Request:
Select every line in the data below that contains the string "pitch". Case counts.

Input rows:
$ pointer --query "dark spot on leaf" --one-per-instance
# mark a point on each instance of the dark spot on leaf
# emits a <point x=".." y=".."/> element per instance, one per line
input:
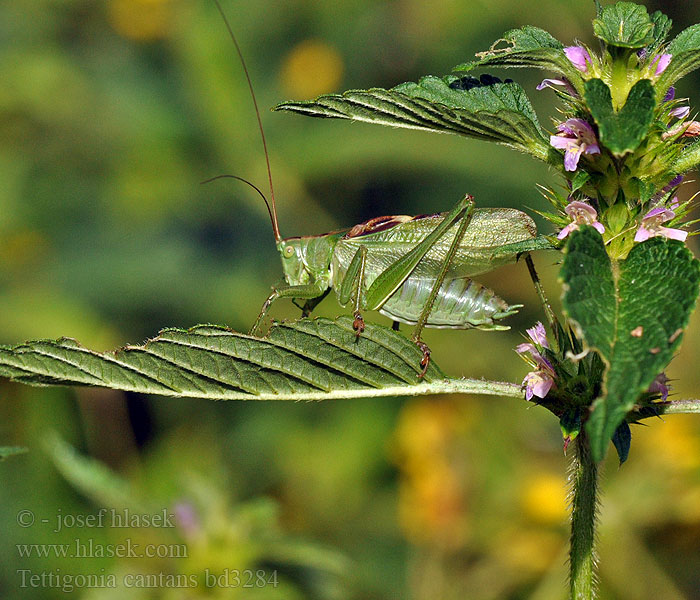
<point x="467" y="83"/>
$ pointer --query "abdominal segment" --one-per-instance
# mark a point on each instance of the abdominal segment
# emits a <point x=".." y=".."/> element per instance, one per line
<point x="461" y="303"/>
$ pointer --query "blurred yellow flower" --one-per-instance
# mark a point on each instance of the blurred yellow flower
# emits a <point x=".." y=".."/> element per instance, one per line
<point x="141" y="20"/>
<point x="433" y="507"/>
<point x="311" y="68"/>
<point x="674" y="443"/>
<point x="529" y="550"/>
<point x="543" y="498"/>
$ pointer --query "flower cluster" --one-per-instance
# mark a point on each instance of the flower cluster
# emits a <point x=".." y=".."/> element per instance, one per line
<point x="540" y="380"/>
<point x="620" y="177"/>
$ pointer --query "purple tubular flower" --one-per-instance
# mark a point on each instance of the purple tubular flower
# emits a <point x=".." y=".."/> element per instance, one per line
<point x="660" y="62"/>
<point x="680" y="112"/>
<point x="579" y="57"/>
<point x="540" y="381"/>
<point x="673" y="183"/>
<point x="651" y="226"/>
<point x="537" y="383"/>
<point x="581" y="214"/>
<point x="575" y="137"/>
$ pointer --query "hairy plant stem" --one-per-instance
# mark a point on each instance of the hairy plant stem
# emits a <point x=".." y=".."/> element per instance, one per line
<point x="584" y="481"/>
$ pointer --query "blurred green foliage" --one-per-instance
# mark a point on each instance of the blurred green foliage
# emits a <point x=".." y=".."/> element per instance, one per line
<point x="110" y="115"/>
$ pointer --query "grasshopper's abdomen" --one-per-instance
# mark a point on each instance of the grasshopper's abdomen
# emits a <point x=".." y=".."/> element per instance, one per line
<point x="461" y="303"/>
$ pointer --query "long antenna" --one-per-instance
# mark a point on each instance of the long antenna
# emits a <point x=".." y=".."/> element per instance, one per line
<point x="272" y="210"/>
<point x="255" y="187"/>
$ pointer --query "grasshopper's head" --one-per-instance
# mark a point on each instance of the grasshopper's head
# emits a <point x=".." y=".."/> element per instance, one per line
<point x="293" y="254"/>
<point x="307" y="259"/>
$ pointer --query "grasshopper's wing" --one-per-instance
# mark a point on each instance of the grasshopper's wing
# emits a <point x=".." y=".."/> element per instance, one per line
<point x="495" y="237"/>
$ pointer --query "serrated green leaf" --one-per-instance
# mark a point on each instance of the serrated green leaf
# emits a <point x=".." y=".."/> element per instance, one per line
<point x="621" y="132"/>
<point x="6" y="451"/>
<point x="662" y="27"/>
<point x="309" y="359"/>
<point x="685" y="49"/>
<point x="526" y="47"/>
<point x="624" y="24"/>
<point x="632" y="313"/>
<point x="500" y="112"/>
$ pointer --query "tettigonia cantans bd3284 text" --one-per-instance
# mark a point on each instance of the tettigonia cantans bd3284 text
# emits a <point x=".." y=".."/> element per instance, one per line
<point x="415" y="270"/>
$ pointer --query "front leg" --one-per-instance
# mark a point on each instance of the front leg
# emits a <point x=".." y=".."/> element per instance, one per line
<point x="307" y="292"/>
<point x="352" y="287"/>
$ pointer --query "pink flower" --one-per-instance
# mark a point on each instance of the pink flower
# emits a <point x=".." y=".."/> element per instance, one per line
<point x="540" y="381"/>
<point x="581" y="214"/>
<point x="651" y="226"/>
<point x="680" y="112"/>
<point x="537" y="383"/>
<point x="579" y="57"/>
<point x="575" y="137"/>
<point x="538" y="334"/>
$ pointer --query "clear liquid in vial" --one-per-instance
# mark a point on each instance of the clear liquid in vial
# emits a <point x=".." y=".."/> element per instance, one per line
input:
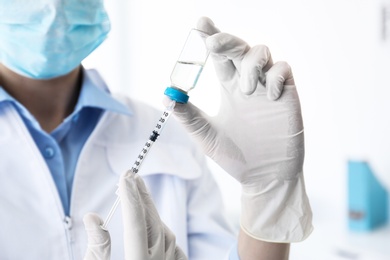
<point x="186" y="74"/>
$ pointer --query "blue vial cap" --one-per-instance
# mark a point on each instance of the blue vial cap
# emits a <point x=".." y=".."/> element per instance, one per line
<point x="176" y="95"/>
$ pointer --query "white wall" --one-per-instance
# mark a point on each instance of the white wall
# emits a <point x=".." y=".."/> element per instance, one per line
<point x="340" y="63"/>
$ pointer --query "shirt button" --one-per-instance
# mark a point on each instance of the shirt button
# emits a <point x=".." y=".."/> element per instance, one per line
<point x="49" y="152"/>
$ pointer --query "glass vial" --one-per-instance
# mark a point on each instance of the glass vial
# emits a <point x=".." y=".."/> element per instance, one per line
<point x="188" y="67"/>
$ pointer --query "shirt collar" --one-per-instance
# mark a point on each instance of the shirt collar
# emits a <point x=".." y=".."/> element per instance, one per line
<point x="94" y="93"/>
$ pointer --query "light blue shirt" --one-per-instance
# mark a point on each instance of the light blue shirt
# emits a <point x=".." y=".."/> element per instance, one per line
<point x="62" y="147"/>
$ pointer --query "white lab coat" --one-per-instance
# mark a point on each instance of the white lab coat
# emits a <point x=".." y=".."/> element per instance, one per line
<point x="32" y="220"/>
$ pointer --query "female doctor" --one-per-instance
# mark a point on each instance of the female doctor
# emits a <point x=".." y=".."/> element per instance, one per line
<point x="66" y="140"/>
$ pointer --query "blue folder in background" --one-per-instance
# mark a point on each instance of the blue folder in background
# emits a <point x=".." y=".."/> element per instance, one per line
<point x="367" y="198"/>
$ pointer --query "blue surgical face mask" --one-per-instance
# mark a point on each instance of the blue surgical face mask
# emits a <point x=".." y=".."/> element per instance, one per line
<point x="44" y="39"/>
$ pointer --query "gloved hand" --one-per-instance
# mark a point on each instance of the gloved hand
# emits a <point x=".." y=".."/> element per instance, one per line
<point x="145" y="236"/>
<point x="257" y="136"/>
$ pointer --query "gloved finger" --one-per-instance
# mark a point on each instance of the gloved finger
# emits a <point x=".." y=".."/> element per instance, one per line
<point x="278" y="76"/>
<point x="143" y="231"/>
<point x="256" y="63"/>
<point x="196" y="122"/>
<point x="206" y="25"/>
<point x="99" y="242"/>
<point x="171" y="250"/>
<point x="227" y="52"/>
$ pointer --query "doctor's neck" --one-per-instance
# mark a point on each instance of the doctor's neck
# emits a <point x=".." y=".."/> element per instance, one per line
<point x="49" y="101"/>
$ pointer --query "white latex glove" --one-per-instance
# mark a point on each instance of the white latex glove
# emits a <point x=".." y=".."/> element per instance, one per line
<point x="257" y="137"/>
<point x="145" y="236"/>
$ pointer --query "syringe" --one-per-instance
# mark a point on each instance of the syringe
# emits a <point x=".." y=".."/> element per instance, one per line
<point x="184" y="77"/>
<point x="142" y="155"/>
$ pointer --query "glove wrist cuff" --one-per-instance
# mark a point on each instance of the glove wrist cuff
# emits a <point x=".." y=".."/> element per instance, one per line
<point x="280" y="212"/>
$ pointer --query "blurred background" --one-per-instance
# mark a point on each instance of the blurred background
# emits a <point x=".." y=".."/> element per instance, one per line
<point x="339" y="51"/>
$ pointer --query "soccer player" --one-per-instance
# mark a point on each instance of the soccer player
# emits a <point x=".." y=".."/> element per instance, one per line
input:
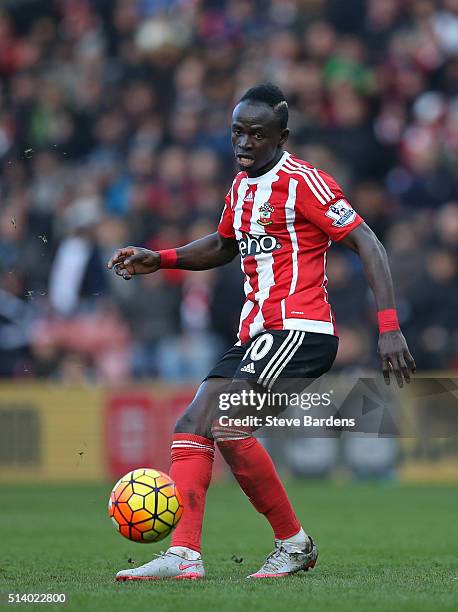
<point x="281" y="215"/>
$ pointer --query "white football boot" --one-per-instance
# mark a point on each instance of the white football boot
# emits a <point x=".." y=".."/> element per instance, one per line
<point x="178" y="563"/>
<point x="290" y="556"/>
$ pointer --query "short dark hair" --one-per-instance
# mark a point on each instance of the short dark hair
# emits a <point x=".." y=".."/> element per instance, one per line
<point x="271" y="95"/>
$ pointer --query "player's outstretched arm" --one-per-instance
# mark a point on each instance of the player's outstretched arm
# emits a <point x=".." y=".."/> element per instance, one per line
<point x="392" y="346"/>
<point x="209" y="252"/>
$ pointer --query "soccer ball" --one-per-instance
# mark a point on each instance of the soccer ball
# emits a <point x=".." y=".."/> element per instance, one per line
<point x="145" y="505"/>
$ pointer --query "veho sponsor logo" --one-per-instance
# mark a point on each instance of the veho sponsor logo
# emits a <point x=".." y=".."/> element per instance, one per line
<point x="255" y="245"/>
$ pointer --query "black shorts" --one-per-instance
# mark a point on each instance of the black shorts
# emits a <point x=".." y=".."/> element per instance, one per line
<point x="278" y="354"/>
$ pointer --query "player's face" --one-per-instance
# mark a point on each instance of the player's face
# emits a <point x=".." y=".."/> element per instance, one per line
<point x="257" y="138"/>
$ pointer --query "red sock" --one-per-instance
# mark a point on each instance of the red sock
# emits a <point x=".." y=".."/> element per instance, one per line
<point x="192" y="462"/>
<point x="256" y="474"/>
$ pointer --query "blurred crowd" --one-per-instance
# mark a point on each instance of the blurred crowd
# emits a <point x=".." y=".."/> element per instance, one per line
<point x="115" y="130"/>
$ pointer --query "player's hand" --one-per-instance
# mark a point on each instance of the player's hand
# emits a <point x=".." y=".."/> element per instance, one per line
<point x="396" y="357"/>
<point x="134" y="260"/>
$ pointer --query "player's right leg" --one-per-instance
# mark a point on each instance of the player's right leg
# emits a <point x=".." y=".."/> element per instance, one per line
<point x="192" y="461"/>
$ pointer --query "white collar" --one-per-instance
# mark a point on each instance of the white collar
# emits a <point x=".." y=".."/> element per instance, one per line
<point x="270" y="173"/>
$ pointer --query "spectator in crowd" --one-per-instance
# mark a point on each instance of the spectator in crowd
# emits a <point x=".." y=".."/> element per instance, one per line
<point x="114" y="128"/>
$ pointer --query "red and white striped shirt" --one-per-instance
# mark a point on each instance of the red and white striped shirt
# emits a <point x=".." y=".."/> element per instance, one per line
<point x="285" y="221"/>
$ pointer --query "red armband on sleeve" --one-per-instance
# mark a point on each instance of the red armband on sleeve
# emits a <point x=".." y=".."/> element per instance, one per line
<point x="388" y="320"/>
<point x="168" y="258"/>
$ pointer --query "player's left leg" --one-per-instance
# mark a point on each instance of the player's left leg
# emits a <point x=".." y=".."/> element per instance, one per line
<point x="192" y="455"/>
<point x="293" y="355"/>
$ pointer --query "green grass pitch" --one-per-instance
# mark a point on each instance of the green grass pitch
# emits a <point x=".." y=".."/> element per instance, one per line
<point x="382" y="547"/>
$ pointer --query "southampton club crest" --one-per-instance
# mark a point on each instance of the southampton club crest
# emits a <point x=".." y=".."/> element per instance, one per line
<point x="265" y="211"/>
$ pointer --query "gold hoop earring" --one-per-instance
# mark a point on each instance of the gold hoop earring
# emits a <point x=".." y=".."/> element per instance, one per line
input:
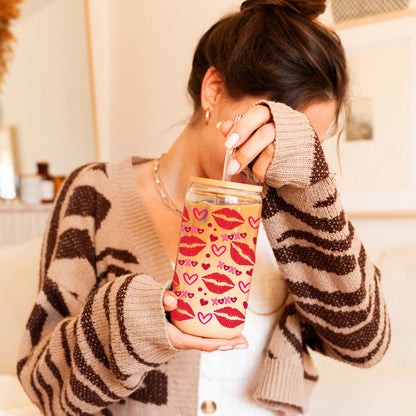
<point x="207" y="117"/>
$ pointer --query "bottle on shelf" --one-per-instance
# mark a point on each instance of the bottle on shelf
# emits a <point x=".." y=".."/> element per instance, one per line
<point x="47" y="188"/>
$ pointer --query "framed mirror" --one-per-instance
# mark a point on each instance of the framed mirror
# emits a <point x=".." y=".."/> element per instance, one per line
<point x="47" y="93"/>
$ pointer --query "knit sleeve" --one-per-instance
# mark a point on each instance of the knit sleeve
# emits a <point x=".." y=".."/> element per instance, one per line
<point x="87" y="346"/>
<point x="335" y="286"/>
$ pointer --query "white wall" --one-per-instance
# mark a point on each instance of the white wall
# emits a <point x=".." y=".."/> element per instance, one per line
<point x="151" y="51"/>
<point x="46" y="94"/>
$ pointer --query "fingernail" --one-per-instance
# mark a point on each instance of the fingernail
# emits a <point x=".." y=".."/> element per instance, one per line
<point x="233" y="168"/>
<point x="241" y="347"/>
<point x="169" y="300"/>
<point x="232" y="140"/>
<point x="225" y="348"/>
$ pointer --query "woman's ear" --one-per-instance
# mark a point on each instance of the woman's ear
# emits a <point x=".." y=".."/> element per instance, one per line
<point x="211" y="89"/>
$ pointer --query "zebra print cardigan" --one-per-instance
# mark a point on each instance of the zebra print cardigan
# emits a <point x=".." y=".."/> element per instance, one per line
<point x="96" y="343"/>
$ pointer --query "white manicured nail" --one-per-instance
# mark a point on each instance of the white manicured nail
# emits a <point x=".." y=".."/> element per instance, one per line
<point x="225" y="348"/>
<point x="232" y="140"/>
<point x="241" y="347"/>
<point x="233" y="168"/>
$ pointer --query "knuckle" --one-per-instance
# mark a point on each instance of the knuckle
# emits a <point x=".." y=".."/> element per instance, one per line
<point x="243" y="154"/>
<point x="268" y="131"/>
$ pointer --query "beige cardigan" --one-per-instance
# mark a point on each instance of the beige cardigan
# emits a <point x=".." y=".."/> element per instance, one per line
<point x="96" y="343"/>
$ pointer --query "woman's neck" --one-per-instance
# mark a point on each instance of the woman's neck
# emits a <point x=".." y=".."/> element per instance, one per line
<point x="180" y="163"/>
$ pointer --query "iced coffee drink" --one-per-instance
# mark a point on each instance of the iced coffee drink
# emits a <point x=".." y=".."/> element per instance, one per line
<point x="216" y="256"/>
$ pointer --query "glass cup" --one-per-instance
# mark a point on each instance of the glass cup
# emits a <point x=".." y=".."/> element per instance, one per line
<point x="216" y="256"/>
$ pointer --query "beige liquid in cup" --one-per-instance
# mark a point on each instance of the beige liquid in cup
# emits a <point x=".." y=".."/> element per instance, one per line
<point x="213" y="271"/>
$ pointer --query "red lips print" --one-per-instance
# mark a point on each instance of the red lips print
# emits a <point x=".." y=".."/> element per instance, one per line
<point x="242" y="254"/>
<point x="229" y="317"/>
<point x="191" y="245"/>
<point x="218" y="283"/>
<point x="183" y="311"/>
<point x="228" y="218"/>
<point x="175" y="282"/>
<point x="185" y="217"/>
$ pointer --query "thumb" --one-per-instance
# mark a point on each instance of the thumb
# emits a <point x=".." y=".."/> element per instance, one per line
<point x="169" y="301"/>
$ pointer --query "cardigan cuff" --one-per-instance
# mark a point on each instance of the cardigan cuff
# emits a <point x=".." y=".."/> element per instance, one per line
<point x="144" y="316"/>
<point x="293" y="159"/>
<point x="281" y="385"/>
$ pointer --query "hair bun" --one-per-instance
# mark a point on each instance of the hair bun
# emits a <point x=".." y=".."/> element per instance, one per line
<point x="308" y="8"/>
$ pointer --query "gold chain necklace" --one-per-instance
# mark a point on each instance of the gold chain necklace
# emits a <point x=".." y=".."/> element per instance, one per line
<point x="161" y="189"/>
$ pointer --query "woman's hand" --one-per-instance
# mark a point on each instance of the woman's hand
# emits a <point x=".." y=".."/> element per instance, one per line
<point x="187" y="342"/>
<point x="253" y="135"/>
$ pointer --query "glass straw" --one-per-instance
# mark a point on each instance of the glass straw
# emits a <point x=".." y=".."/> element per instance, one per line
<point x="229" y="156"/>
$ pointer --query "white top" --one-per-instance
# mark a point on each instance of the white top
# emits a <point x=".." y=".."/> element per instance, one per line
<point x="228" y="377"/>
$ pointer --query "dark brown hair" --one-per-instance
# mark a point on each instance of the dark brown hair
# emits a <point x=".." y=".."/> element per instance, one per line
<point x="276" y="49"/>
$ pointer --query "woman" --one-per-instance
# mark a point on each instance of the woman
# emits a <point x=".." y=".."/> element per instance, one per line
<point x="98" y="341"/>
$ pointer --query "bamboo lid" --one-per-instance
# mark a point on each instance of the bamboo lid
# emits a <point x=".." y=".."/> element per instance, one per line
<point x="227" y="184"/>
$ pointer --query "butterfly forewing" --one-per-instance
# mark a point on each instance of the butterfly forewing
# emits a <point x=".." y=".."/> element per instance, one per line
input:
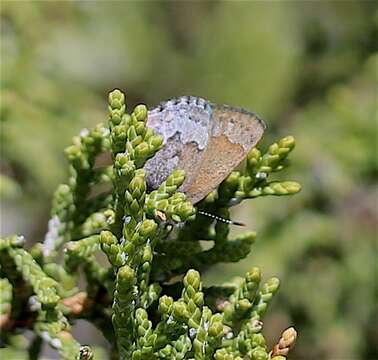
<point x="234" y="133"/>
<point x="207" y="141"/>
<point x="185" y="126"/>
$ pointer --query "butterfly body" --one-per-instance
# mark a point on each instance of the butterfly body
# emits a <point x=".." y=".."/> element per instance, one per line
<point x="205" y="140"/>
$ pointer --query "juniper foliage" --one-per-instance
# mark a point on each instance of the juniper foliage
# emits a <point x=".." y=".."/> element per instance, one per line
<point x="148" y="300"/>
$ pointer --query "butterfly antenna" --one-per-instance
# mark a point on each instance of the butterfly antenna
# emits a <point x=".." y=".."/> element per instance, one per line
<point x="218" y="218"/>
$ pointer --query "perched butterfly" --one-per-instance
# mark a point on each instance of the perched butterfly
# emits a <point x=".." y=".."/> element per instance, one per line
<point x="205" y="140"/>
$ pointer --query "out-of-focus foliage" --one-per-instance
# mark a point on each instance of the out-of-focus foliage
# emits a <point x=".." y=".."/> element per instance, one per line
<point x="307" y="68"/>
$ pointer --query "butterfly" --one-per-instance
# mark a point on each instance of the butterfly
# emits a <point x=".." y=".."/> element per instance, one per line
<point x="205" y="140"/>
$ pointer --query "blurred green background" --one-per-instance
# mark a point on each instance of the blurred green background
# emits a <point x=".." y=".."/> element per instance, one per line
<point x="308" y="68"/>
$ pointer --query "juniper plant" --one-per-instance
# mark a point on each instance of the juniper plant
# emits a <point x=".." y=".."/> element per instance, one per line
<point x="148" y="301"/>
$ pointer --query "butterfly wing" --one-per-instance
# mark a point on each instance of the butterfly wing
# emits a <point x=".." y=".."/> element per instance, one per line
<point x="185" y="126"/>
<point x="234" y="132"/>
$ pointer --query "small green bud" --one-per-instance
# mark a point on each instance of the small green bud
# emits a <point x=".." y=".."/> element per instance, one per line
<point x="140" y="112"/>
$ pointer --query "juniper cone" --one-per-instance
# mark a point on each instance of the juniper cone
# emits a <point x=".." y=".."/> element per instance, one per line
<point x="137" y="298"/>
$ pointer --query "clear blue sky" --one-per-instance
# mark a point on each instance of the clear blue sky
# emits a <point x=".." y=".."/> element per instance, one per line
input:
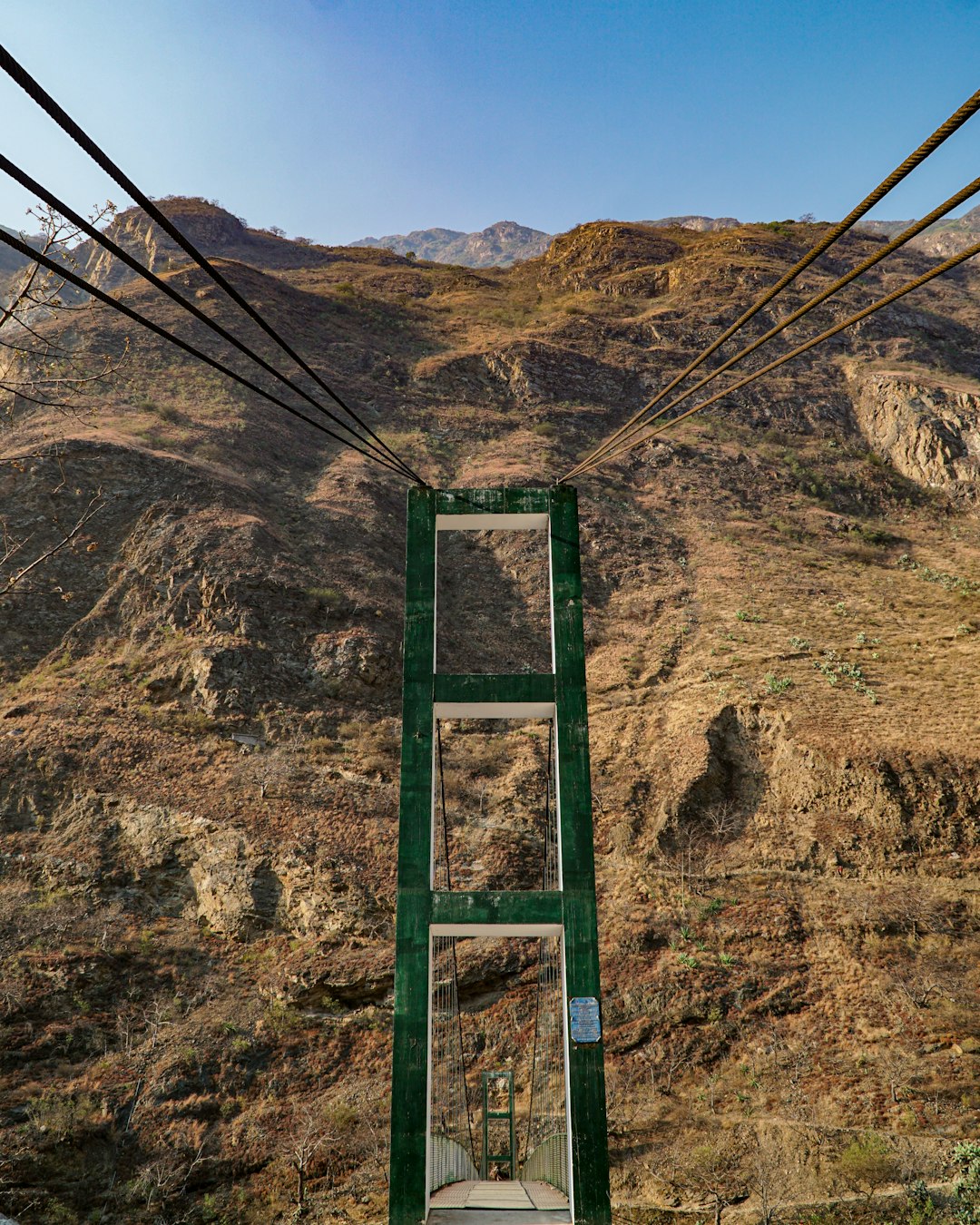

Expected answer:
$ pointer --query "green grass pitch" --one-per-instance
# mark a point on each instance of the green grass pitch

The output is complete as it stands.